## TO DO
Starting with the line that contains "Every <instance> block ends" and ending with the line that contains "box: [41, 160, 52, 171]", both included, present those lines as a numbered list with any blank lines omitted.

## DATA RECORDS
--------
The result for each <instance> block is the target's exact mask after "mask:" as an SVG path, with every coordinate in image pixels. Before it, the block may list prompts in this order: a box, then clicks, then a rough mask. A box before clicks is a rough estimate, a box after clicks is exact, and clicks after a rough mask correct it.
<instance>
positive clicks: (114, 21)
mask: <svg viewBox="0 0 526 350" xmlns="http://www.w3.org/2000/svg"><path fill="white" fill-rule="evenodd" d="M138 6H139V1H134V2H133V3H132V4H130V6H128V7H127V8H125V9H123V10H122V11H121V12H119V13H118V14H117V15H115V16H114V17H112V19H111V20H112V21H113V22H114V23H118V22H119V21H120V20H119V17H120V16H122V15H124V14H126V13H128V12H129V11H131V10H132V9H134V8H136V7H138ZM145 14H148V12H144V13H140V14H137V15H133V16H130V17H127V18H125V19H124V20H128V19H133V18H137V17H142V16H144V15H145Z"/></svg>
--------
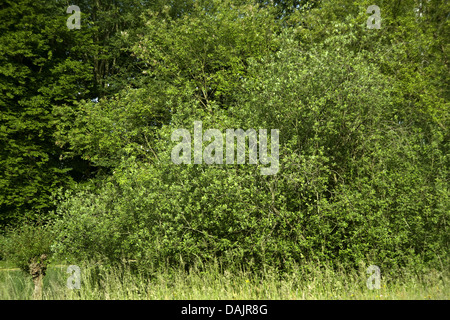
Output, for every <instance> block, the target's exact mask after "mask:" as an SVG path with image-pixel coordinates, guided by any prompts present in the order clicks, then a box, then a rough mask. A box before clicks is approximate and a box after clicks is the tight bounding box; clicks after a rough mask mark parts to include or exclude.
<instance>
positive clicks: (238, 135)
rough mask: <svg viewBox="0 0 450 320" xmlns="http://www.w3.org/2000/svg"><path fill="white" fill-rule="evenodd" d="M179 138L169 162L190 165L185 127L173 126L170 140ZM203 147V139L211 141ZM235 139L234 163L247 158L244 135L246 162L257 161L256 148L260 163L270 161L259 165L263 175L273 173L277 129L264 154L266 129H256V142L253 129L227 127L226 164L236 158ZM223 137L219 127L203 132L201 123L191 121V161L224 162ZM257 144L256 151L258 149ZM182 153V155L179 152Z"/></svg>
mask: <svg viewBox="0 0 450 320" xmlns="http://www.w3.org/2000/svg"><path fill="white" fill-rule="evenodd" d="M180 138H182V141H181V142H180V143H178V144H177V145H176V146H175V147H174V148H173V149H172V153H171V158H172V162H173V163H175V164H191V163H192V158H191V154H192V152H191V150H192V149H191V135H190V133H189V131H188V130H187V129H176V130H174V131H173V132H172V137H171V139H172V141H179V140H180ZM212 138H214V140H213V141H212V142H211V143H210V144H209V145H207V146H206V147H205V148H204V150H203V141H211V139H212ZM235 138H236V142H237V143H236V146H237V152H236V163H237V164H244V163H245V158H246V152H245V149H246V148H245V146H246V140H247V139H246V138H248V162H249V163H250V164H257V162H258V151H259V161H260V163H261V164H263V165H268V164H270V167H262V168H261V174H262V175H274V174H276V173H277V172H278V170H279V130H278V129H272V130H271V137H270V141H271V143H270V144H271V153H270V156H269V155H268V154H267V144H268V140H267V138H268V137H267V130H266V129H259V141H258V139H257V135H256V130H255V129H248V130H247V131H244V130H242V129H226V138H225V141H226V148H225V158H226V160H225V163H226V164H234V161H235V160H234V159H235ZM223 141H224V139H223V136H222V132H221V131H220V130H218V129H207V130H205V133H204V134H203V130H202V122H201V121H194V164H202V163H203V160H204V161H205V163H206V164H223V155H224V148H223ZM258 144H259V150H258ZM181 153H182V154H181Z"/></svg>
--------
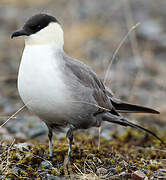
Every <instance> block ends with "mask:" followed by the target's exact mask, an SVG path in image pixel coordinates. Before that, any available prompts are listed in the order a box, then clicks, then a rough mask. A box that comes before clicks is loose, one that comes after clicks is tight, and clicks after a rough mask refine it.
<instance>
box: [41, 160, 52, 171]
--------
## RESPONSE TO THE EXERCISE
1. Every <instance> block ends with "mask:" followed by the target's exact mask, an SVG path in image pixel coordinates. Before that, any available prompts are listed in the order a box, then clicks, then a rough mask. A box that comes before clicks is loose, one that comes after clicks is tight, and clicks after a rough mask refine it.
2. <instance>
3. box: [41, 160, 52, 171]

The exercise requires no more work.